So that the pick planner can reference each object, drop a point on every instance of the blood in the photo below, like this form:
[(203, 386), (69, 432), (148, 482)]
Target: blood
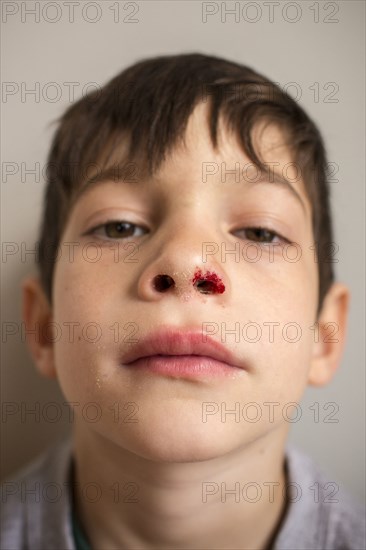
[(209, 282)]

━━━━━━

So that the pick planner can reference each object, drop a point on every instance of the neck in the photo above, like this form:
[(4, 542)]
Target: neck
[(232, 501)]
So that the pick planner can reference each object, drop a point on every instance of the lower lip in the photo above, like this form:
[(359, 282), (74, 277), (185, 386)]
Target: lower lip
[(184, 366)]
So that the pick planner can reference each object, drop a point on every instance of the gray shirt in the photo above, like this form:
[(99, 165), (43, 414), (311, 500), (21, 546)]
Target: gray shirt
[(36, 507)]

━━━━━━

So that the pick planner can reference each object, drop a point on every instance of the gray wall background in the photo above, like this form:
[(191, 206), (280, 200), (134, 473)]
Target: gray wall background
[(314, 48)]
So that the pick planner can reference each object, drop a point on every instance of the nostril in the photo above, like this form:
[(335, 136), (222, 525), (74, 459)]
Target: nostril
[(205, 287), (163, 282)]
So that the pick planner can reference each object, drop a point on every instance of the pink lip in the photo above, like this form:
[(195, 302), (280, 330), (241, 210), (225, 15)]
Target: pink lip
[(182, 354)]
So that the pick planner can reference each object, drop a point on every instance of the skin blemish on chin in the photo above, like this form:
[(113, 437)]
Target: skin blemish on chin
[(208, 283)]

━━━━━━

Task details
Print the lines from the one containing "of the blood" through the one containing "[(209, 282)]", both included, and leave out any pictures.

In response
So that the pick planner can reference each object, drop a point on every instance of the blood in the photo below, like this form:
[(203, 386), (69, 432), (148, 482)]
Target: blood
[(209, 282)]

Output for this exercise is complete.